**Exercise requirements**
Write out exactly the lines from the one containing "Can you find the decorative" through the last line of the records below, including both.

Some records
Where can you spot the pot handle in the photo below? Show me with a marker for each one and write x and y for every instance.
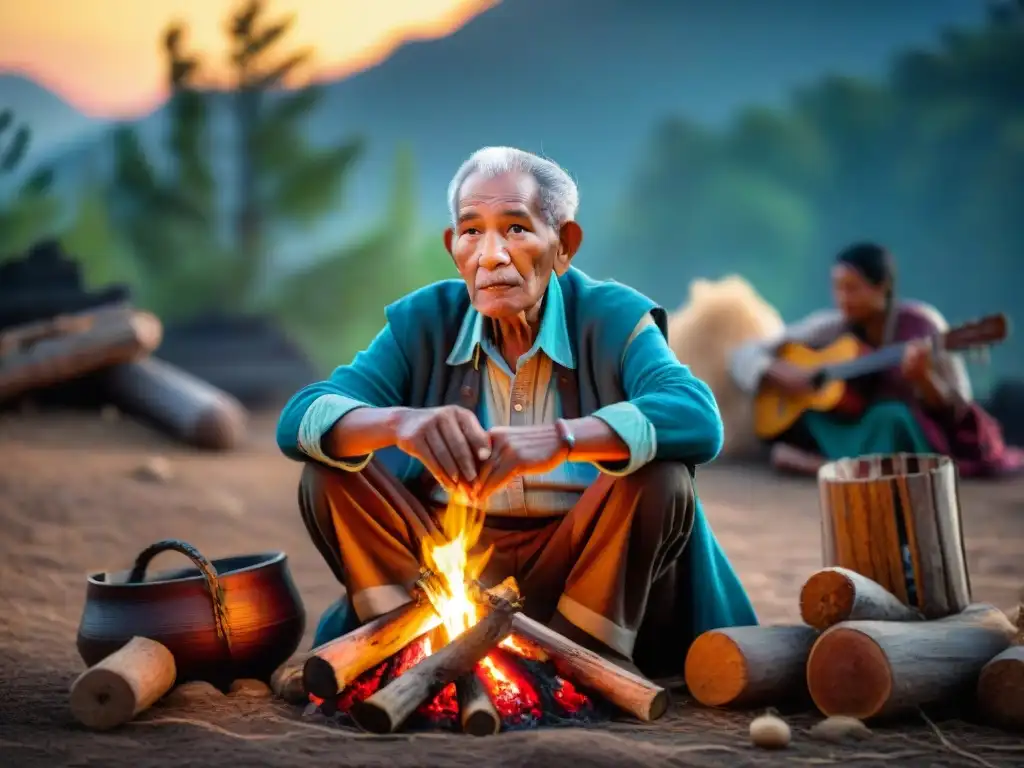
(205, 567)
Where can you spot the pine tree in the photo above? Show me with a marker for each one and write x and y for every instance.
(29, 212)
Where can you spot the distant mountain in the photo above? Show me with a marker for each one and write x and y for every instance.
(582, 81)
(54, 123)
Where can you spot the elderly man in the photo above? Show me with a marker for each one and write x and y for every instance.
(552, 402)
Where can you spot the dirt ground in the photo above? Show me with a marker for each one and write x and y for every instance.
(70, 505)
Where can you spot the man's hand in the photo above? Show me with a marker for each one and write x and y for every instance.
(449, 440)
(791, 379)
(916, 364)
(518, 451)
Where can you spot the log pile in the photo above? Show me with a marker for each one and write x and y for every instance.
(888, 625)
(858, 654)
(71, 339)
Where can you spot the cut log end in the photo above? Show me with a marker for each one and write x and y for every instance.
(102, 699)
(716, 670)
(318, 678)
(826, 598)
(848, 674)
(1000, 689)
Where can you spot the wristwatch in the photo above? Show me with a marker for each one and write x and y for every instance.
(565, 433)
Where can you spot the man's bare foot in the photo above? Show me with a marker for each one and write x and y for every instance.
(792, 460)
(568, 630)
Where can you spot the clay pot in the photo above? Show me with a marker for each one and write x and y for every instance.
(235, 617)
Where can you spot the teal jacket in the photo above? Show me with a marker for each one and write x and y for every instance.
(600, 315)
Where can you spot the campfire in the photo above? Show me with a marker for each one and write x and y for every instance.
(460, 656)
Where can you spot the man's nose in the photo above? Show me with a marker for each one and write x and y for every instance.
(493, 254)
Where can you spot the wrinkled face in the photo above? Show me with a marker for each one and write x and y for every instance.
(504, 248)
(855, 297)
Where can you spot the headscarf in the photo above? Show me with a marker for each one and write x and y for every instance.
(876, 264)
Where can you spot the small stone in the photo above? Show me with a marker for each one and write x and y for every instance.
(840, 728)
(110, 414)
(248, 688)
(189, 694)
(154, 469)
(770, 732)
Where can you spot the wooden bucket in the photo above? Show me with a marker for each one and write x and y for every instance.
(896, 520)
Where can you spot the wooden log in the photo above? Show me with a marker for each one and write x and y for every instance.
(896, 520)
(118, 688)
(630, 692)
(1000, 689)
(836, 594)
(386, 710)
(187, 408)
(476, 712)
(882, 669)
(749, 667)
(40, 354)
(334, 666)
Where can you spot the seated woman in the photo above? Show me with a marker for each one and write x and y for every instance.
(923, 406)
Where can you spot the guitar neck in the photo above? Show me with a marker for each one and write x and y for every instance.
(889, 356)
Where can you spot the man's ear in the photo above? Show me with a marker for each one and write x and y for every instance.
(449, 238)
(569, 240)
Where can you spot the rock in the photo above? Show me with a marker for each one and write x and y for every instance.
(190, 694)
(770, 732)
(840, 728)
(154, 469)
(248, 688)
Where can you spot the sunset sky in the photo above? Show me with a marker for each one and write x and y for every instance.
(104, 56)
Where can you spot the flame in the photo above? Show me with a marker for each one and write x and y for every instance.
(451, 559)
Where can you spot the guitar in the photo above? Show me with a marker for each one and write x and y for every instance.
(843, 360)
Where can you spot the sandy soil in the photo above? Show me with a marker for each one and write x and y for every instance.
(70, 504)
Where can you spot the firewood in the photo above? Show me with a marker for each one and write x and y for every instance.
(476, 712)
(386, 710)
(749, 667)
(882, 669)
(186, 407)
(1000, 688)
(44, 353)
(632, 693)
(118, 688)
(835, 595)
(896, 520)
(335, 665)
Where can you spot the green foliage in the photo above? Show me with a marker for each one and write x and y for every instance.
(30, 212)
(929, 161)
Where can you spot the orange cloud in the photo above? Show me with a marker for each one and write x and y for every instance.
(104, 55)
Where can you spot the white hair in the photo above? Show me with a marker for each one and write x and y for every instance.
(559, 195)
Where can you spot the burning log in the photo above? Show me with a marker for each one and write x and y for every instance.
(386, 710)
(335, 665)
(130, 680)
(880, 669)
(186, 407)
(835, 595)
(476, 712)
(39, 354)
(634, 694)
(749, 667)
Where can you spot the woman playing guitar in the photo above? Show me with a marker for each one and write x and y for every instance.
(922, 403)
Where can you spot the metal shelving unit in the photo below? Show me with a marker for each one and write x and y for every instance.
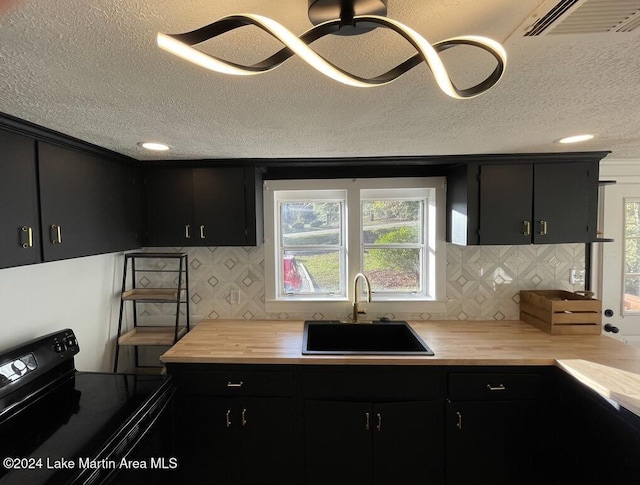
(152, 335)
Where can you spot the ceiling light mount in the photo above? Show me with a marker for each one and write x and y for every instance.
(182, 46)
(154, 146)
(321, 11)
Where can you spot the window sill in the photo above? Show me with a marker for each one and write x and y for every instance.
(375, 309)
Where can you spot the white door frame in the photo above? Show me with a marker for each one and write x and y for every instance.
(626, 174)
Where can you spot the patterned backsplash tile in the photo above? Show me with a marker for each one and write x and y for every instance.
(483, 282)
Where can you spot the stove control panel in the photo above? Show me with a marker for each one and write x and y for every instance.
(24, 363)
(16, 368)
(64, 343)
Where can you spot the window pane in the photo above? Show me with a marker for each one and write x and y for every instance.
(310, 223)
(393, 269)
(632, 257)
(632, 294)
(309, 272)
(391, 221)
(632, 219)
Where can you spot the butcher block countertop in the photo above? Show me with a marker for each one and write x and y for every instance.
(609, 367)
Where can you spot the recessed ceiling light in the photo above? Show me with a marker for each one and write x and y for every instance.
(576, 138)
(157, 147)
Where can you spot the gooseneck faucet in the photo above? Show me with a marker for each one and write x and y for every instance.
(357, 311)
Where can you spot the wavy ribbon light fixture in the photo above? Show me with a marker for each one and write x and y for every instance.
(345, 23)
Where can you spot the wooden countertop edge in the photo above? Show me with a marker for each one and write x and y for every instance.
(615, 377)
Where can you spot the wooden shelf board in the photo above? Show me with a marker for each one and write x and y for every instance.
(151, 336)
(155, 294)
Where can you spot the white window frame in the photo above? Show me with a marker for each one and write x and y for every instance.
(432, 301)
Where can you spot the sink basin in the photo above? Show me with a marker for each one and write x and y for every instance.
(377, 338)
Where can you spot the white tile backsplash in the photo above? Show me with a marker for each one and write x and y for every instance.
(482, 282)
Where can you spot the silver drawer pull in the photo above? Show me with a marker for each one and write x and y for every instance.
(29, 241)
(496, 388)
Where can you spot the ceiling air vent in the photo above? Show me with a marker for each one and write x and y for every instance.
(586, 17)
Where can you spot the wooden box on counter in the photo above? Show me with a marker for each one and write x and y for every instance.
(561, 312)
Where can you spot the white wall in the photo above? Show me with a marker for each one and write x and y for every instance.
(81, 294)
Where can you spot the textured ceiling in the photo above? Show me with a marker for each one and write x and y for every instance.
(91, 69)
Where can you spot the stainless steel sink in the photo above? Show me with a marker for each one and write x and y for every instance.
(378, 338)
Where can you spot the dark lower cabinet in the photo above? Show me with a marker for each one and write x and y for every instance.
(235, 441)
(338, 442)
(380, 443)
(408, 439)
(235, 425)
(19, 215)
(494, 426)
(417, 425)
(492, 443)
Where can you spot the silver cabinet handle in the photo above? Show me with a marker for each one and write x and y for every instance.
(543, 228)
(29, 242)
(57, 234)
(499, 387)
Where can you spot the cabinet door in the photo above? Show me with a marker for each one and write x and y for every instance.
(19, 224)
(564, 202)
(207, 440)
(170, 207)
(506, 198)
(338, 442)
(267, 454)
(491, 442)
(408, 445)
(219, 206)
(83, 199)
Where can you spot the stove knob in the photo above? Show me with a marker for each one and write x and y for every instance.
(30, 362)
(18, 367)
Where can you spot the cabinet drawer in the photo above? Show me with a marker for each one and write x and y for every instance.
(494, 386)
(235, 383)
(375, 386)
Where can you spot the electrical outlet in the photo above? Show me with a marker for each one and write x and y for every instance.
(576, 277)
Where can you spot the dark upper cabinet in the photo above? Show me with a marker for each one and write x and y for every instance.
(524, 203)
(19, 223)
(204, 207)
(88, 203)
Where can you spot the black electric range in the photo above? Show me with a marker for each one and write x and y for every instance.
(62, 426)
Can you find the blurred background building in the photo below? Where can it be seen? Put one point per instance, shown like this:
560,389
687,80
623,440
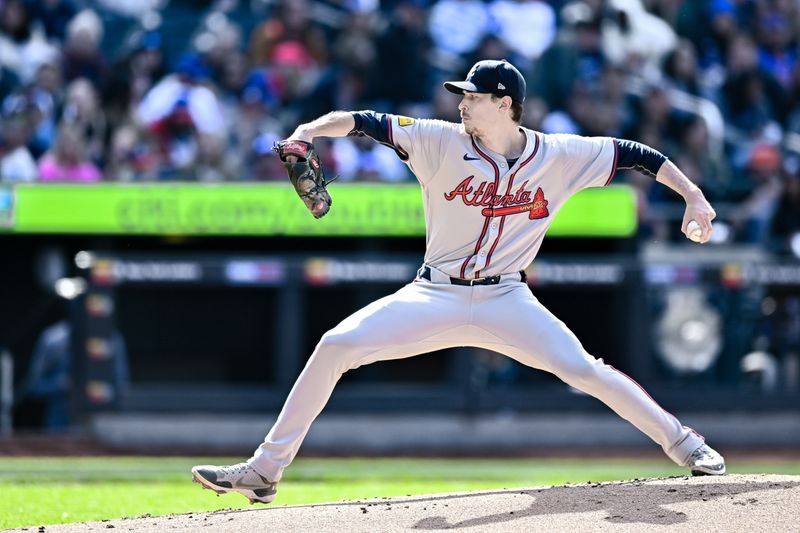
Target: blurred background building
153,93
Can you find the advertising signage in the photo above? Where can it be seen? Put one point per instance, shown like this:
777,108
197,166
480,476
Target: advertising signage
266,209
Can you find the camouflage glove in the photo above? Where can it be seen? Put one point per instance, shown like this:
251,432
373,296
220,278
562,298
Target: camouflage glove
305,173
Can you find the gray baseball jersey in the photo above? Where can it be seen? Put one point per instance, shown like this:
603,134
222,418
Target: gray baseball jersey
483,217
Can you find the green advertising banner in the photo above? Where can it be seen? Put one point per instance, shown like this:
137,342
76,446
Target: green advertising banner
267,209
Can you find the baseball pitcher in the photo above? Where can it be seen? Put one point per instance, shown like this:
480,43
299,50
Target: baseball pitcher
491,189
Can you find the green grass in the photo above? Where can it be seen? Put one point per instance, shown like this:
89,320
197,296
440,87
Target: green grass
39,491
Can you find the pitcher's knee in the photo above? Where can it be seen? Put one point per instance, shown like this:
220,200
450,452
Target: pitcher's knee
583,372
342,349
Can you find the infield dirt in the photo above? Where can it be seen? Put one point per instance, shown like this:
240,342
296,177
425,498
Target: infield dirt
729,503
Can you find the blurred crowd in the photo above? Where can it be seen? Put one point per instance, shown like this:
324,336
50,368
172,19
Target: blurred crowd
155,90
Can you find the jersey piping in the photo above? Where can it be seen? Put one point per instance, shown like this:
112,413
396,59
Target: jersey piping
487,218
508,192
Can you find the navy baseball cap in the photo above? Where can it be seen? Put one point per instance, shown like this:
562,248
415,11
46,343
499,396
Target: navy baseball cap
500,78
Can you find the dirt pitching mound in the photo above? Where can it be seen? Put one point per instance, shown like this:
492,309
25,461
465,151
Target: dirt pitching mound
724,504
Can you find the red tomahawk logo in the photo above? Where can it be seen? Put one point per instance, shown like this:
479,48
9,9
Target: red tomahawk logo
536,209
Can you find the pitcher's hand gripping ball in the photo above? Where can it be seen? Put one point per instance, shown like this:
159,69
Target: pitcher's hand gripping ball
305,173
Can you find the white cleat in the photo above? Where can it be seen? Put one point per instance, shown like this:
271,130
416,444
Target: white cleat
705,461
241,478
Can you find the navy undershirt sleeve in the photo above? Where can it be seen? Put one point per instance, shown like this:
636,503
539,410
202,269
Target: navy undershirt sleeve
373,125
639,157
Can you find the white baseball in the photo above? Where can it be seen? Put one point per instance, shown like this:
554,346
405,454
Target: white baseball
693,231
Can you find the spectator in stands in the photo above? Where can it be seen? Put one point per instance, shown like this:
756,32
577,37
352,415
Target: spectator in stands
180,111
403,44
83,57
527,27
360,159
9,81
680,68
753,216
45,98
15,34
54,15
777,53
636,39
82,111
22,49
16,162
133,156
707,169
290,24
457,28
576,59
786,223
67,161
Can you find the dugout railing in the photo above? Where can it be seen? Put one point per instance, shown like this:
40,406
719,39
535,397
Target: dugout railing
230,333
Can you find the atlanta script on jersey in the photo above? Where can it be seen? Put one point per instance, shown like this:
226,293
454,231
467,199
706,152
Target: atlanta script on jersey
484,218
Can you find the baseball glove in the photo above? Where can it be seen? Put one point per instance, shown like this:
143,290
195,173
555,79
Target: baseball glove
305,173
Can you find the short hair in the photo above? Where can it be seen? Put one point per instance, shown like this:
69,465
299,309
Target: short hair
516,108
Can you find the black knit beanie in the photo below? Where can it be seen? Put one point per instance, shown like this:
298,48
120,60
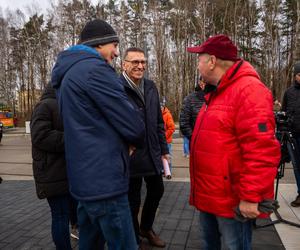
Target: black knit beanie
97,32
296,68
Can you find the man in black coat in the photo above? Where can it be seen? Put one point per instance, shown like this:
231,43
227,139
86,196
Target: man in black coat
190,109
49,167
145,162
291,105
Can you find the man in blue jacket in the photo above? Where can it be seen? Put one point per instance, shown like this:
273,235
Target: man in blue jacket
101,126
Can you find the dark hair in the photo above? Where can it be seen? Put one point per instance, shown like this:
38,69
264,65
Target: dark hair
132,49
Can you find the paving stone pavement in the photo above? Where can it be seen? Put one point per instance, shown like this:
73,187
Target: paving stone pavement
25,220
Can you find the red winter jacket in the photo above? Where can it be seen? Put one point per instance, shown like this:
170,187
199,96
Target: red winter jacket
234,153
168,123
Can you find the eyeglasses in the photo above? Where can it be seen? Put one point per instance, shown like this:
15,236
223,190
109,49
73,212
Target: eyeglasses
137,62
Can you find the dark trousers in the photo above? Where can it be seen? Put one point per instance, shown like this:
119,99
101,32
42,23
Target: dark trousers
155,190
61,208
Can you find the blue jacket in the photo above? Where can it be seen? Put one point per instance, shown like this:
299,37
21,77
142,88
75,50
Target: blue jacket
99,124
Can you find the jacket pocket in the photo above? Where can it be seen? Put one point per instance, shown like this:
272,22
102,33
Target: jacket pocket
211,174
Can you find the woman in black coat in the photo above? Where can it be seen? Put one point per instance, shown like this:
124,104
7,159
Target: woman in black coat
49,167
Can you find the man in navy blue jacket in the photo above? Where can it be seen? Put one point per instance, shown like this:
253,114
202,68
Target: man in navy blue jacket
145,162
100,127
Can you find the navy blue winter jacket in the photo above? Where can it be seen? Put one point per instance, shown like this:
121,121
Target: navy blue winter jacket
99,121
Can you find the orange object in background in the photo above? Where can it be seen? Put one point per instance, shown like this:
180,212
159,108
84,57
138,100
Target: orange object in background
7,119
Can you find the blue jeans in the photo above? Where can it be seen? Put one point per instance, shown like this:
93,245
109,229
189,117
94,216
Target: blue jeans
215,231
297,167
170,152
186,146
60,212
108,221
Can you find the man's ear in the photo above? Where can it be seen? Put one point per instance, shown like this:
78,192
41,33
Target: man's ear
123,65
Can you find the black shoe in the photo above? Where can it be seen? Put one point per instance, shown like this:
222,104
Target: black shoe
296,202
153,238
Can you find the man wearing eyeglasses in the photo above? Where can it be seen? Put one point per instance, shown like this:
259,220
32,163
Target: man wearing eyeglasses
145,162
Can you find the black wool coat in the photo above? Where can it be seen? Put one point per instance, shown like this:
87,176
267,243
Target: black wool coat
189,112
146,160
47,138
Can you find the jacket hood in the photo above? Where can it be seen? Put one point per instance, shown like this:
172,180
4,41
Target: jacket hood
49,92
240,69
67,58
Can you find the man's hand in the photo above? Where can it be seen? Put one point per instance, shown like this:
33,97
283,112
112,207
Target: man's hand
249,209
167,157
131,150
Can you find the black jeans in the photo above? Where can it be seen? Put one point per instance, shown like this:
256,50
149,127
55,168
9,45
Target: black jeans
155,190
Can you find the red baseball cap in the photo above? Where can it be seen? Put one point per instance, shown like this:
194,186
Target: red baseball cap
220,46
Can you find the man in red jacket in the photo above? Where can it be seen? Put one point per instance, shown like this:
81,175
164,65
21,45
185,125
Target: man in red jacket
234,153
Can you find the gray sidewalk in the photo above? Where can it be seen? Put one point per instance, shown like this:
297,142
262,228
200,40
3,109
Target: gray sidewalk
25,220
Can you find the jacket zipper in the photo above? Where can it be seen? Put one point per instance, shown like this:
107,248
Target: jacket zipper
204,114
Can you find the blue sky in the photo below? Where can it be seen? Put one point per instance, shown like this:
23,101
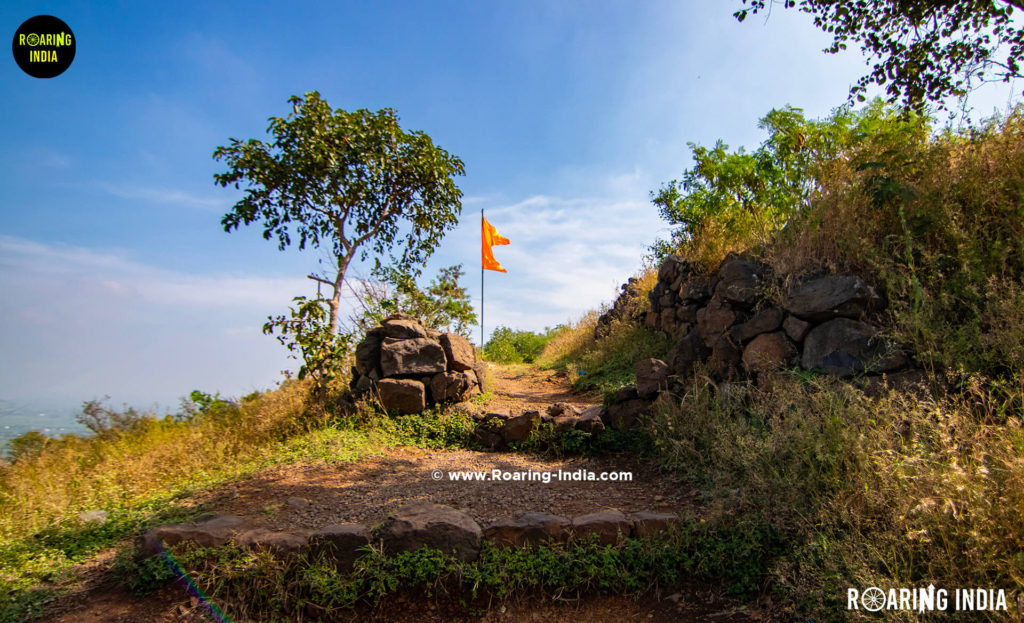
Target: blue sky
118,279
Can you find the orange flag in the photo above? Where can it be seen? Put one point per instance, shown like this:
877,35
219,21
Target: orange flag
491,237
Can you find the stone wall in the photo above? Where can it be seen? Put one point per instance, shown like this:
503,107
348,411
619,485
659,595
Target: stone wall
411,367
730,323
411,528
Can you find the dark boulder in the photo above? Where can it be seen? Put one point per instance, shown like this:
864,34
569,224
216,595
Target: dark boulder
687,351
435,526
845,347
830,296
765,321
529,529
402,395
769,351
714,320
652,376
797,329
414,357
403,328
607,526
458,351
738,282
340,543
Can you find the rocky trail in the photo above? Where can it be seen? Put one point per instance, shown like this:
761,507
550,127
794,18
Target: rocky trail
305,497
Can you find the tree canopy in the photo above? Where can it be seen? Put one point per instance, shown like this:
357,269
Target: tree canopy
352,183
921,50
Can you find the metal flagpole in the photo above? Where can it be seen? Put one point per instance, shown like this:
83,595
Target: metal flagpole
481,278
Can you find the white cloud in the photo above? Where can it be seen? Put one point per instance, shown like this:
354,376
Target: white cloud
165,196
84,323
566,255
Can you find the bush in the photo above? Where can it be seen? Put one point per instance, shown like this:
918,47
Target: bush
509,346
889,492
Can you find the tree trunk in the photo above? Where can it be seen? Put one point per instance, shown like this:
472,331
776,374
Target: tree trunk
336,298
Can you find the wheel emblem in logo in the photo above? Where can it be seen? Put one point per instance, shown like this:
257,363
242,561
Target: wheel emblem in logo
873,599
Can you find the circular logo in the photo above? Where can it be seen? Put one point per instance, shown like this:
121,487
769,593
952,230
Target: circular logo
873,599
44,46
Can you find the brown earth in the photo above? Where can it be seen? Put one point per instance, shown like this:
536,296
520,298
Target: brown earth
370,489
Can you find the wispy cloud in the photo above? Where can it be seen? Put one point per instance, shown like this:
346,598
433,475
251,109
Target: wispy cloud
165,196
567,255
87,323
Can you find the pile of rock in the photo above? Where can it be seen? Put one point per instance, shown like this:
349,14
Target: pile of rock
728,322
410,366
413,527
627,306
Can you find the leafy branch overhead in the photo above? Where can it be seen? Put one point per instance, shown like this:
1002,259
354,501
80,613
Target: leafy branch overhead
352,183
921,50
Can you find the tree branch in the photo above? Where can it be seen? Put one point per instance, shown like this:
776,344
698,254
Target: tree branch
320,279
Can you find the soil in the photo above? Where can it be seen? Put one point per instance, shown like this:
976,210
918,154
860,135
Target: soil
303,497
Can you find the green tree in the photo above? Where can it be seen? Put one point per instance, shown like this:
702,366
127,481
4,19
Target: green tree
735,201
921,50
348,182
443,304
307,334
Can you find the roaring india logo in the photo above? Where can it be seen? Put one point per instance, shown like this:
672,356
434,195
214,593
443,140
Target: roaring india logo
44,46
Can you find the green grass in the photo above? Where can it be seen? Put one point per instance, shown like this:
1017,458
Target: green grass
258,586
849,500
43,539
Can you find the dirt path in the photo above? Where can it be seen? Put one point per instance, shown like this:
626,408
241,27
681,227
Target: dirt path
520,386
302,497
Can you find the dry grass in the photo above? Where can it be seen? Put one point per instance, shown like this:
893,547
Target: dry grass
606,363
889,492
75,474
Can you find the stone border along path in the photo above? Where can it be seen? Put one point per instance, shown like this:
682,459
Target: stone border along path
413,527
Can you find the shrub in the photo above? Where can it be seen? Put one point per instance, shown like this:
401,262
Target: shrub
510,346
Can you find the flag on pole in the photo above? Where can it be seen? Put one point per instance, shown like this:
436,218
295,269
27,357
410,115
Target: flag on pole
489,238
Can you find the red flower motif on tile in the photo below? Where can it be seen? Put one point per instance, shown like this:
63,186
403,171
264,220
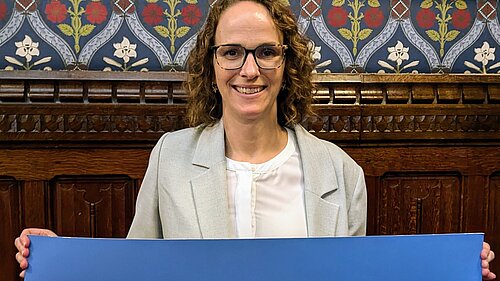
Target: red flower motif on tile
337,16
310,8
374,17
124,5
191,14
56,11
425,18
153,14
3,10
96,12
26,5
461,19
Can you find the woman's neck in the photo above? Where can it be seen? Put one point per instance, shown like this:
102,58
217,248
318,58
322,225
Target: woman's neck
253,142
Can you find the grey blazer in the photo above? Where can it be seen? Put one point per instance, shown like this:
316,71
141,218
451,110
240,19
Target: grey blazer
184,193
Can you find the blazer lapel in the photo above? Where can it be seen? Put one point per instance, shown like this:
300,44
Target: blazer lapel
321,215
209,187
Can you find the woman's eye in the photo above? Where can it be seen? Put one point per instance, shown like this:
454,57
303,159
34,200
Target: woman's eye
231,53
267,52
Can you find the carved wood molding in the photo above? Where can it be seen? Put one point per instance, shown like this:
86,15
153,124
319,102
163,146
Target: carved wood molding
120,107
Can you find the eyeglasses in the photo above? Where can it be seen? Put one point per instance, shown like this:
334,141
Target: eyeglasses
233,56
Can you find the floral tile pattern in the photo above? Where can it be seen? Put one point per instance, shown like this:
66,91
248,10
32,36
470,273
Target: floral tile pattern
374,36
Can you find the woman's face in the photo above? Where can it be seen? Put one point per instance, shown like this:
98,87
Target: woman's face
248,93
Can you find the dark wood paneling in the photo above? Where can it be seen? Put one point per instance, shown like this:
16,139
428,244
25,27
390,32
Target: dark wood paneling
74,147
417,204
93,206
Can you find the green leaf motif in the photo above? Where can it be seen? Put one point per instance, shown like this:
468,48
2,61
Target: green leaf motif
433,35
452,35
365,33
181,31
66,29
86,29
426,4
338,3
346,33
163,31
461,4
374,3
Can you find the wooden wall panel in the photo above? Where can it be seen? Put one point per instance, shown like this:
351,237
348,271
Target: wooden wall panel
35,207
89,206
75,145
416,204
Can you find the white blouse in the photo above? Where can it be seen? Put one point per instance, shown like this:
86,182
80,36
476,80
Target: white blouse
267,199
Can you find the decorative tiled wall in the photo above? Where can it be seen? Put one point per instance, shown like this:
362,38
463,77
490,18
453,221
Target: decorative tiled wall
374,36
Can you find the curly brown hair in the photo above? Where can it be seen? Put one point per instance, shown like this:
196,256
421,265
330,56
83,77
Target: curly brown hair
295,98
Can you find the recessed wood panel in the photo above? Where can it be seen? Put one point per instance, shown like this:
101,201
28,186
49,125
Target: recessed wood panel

**Answer in full**
Can you find the decorative tiled wall in the photo above? Where can it be seen? Put one point per instance, shown like this:
362,38
463,77
490,18
453,221
Target: decorative tiled wall
374,36
Can you find the curly brown hair in the photo above? Where can it be seen? Put one point per instance, shown like this:
196,256
421,265
330,56
83,77
Target: curly brown hair
295,98
Can you find the recessed wood panel in the photo above? Where can it be seen? Put one point per instance, shown like this:
101,201
28,186
49,125
Target: recessed wood panel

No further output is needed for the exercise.